Direction a: List every combineCtrl subcommand that the Combine crawler guide uses in its example workflow.

Given text:
....
Or run - as root - the script ./doc/InstallationTest.pl which essentially does the same thing.


Getting started

A simple example work-flow for a trivial crawl job name 'aatest' might look like:

  1. Initialize database and configuration (needs root privileges)
    sudo combineINIT --jobname aatest
  2. Load some seed URLs like (you can repeat this command with different URLs as many times as you wish)
    echo 'http://combine.it.lth.se/' | combineCtrl load --jobname aatest
  3. Start 2 harvesting processes
    combineCtrl start --jobname aatest --harvesters 2

  4. Let it run for some time. Status and progress can be checked using the program 'combineCtrl --jobname aatest' with various parameters.

  5. When satisfied kill the crawlers
    combineCtrl kill --jobname aatest
  6. Export data records in the ALVIS XML format
    combineExport --jobname aatest --profile alvis

  7. If you want to schedule a recheck for all the crawled pages stored in the database
    combineCtrl reharvest --jobname aatest
  8. go back to 3 for continuous operation.

Once a job is initialized it is controlled using combineCtrl. Crawled data is exported using combineExport.

Detailed documentation

The latest, updated, detailed documentation is always available online.

Use scenarios

General crawling without restrictions

Same procedure as in section 2.2. This way of crawling is not recommended for the Combine system since it will generate really huge databases without any focus.

Focused crawling - domain restrictions

Create a focused database with all pages from a Web-site. In this use scenario we will crawl the Combine site and the ALVIS site. The database is to be continuously updated, ie all pages have to be regularly tested for changes, deleted pages should be removed from the database, and newly created pages added.
....
Records from a collection:
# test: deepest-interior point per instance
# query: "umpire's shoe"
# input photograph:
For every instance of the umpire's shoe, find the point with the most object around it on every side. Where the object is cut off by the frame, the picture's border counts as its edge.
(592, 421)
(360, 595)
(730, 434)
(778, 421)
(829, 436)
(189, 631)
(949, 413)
....
Direction b: Turn every line of the listing into a Markdown table with the columns Num and Line, leaving out blank lines.

Response a: load, start, kill, reharvest

Response b:
| Num | Line |
|---|---|
| 1 | # test: deepest-interior point per instance |
| 2 | # query: "umpire's shoe" |
| 3 | # input photograph: |
| 4 | For every instance of the umpire's shoe, find the point with the most object around it on every side. Where the object is cut off by the frame, the picture's border counts as its edge. |
| 5 | (592, 421) |
| 6 | (360, 595) |
| 7 | (730, 434) |
| 8 | (778, 421) |
| 9 | (829, 436) |
| 10 | (189, 631) |
| 11 | (949, 413) |